**Problem to work on**
If a line in the records below contains "road", copy that line.

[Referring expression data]

══════

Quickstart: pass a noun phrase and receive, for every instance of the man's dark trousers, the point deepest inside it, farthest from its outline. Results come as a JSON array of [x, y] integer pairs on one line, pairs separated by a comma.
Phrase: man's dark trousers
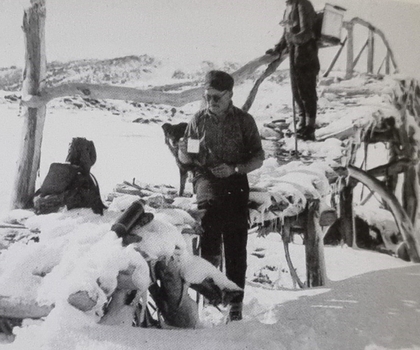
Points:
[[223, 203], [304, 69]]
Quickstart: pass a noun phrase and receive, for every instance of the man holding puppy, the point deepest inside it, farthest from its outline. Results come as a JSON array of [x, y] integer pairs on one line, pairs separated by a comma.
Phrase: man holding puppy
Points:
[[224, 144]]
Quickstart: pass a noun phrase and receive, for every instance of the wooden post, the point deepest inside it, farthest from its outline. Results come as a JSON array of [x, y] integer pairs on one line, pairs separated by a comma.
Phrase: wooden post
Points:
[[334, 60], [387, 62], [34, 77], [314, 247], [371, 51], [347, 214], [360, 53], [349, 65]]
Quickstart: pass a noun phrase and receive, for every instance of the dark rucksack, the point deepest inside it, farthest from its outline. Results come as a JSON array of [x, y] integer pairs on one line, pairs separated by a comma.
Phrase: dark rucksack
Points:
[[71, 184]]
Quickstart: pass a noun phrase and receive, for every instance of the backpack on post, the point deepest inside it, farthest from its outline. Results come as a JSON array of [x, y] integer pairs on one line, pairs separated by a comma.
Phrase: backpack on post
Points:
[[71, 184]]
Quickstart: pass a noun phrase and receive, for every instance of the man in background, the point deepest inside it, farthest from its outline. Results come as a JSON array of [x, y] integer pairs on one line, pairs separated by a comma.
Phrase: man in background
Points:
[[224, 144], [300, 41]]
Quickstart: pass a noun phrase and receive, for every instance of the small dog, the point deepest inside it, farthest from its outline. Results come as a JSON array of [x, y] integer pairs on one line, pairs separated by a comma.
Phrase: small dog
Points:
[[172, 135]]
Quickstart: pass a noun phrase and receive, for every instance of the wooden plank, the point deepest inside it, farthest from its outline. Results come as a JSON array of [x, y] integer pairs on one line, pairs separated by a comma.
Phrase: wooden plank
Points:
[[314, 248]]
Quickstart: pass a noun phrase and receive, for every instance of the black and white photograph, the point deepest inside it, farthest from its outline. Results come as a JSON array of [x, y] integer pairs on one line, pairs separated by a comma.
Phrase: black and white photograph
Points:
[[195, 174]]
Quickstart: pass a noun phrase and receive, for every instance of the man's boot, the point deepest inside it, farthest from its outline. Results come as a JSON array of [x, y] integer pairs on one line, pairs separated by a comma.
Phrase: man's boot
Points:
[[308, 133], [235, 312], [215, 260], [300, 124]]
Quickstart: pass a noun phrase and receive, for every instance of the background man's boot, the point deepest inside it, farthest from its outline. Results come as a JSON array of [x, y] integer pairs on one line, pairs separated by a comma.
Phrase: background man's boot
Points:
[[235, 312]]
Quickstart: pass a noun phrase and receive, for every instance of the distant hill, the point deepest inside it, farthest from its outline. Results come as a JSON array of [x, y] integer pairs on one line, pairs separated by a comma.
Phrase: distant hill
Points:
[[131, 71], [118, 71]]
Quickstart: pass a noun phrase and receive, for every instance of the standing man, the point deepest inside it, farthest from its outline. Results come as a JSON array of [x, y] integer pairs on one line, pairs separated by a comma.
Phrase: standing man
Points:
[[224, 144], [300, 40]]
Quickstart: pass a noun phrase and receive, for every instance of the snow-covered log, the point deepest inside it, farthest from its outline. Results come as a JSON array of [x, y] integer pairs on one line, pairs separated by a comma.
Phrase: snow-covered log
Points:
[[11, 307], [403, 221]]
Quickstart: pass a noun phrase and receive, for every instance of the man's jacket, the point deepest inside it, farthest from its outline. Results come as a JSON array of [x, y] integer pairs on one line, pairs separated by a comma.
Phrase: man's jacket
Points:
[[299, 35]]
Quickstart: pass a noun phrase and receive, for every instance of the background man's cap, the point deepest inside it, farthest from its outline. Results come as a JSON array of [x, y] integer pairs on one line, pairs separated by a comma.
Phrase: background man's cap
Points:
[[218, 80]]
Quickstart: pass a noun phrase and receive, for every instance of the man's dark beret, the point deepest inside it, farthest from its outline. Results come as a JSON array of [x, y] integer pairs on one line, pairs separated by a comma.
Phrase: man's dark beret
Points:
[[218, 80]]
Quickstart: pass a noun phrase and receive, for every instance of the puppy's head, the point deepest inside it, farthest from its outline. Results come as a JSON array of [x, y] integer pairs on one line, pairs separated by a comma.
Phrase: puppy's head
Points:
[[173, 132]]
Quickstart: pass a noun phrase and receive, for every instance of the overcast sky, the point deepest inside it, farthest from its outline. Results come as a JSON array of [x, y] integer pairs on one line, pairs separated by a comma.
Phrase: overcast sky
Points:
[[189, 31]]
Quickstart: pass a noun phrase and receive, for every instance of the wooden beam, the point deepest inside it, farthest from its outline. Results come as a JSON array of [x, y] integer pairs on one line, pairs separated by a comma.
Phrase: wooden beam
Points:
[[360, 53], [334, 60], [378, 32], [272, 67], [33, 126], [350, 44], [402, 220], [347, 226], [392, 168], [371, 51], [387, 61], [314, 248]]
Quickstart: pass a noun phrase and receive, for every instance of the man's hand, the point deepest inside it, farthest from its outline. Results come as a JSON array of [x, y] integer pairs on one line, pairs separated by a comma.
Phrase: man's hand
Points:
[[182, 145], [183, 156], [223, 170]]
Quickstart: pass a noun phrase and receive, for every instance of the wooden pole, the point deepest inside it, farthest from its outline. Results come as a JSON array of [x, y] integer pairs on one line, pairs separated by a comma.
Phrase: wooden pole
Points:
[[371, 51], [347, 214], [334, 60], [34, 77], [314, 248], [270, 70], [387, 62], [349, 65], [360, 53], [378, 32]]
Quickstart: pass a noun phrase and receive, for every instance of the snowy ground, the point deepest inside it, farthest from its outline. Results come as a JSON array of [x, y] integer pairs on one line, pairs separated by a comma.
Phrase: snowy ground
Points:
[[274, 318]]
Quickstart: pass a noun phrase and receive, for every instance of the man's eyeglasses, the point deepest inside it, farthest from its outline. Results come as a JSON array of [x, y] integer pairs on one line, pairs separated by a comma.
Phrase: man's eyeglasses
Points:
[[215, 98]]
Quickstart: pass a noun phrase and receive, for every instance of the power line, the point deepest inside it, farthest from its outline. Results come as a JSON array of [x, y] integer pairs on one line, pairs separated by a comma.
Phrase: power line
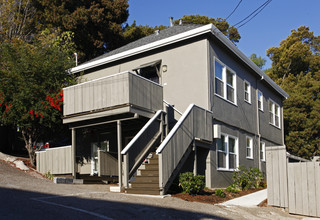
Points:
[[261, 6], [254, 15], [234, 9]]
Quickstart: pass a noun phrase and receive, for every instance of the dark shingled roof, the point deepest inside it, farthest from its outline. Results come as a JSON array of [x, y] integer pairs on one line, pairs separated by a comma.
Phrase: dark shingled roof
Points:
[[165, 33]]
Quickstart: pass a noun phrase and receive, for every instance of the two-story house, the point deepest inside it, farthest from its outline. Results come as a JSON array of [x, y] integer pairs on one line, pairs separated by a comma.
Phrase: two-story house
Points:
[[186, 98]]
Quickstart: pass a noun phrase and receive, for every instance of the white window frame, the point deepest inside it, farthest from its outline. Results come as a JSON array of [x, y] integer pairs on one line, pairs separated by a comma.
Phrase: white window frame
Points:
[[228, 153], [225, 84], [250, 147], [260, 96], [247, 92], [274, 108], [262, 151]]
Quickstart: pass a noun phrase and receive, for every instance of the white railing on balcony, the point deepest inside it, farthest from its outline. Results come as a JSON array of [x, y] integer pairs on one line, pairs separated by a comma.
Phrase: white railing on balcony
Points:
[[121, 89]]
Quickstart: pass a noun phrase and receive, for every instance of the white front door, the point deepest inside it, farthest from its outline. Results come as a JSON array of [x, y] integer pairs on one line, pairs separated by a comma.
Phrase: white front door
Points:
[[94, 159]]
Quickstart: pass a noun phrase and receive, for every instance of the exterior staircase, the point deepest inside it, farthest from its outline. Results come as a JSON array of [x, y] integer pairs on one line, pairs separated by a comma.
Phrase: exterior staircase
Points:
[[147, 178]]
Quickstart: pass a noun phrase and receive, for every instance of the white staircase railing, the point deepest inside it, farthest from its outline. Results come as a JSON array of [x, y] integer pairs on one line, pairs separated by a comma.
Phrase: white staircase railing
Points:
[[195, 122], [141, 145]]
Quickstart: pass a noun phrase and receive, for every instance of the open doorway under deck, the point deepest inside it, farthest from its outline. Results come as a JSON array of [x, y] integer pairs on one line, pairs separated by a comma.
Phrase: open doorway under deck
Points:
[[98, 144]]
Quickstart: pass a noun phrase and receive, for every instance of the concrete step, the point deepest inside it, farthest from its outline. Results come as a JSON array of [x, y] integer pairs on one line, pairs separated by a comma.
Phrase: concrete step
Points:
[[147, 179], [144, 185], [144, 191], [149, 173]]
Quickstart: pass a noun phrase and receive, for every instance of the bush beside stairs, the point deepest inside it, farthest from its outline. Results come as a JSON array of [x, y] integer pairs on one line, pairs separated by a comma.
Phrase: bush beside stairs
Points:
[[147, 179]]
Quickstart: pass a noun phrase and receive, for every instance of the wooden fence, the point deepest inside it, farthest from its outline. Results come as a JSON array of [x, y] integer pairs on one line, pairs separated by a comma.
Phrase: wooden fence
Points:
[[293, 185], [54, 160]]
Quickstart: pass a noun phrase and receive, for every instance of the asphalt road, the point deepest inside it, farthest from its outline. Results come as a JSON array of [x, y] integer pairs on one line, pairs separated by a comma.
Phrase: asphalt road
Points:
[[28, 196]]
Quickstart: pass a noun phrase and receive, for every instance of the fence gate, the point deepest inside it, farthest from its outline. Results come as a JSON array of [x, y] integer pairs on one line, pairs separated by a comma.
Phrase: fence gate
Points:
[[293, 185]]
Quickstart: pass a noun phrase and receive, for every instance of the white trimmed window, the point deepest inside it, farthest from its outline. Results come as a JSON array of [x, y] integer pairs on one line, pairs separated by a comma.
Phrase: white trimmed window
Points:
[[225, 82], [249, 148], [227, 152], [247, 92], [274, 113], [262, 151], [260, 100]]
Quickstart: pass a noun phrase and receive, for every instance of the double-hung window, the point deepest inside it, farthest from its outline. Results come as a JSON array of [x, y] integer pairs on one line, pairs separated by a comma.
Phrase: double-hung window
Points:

══════

**Result of this task**
Quickstart: pass a noun phrase and receive, for every instance of the asphalt road, the point deepest inside it, farthest from its outline. Results come as a JSON array of [x, y] integer pairs on one line, pairs separated by a comma.
Phrase: asphalt road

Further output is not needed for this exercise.